- [SET TASK] List every line in the data below that contains the string "like", treating uppercase and lowercase as different.

- [Records from a data source]

********

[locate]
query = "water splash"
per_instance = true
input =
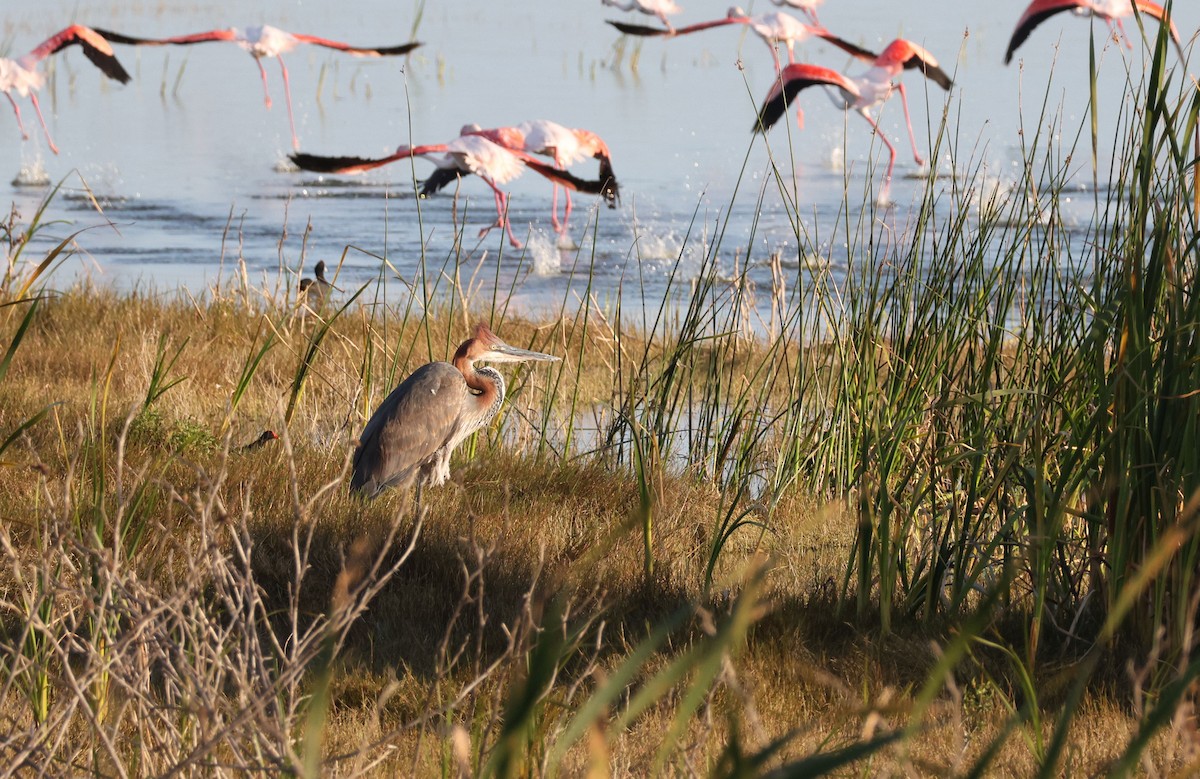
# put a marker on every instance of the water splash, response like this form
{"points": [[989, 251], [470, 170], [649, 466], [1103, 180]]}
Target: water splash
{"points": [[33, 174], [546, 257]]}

********

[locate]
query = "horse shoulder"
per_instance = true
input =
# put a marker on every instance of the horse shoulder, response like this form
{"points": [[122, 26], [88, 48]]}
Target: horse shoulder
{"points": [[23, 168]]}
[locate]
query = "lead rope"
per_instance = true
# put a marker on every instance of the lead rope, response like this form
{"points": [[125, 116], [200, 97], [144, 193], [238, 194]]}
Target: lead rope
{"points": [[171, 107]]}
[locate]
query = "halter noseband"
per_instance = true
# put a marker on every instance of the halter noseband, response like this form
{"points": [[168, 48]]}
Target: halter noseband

********

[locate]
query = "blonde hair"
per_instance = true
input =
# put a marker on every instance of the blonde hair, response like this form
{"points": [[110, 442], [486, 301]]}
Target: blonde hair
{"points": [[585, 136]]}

********

- [CORRECT RESULT]
# put a marker on every instance of the water splash, response like this form
# put a marker on every instance of the horse shoulder, response like this form
# put a marker on every instance of the lead rope, response like this form
# put a marker on every instance of the halter noseband, response like this form
# put a marker on every instance of the blonde hair, response like this form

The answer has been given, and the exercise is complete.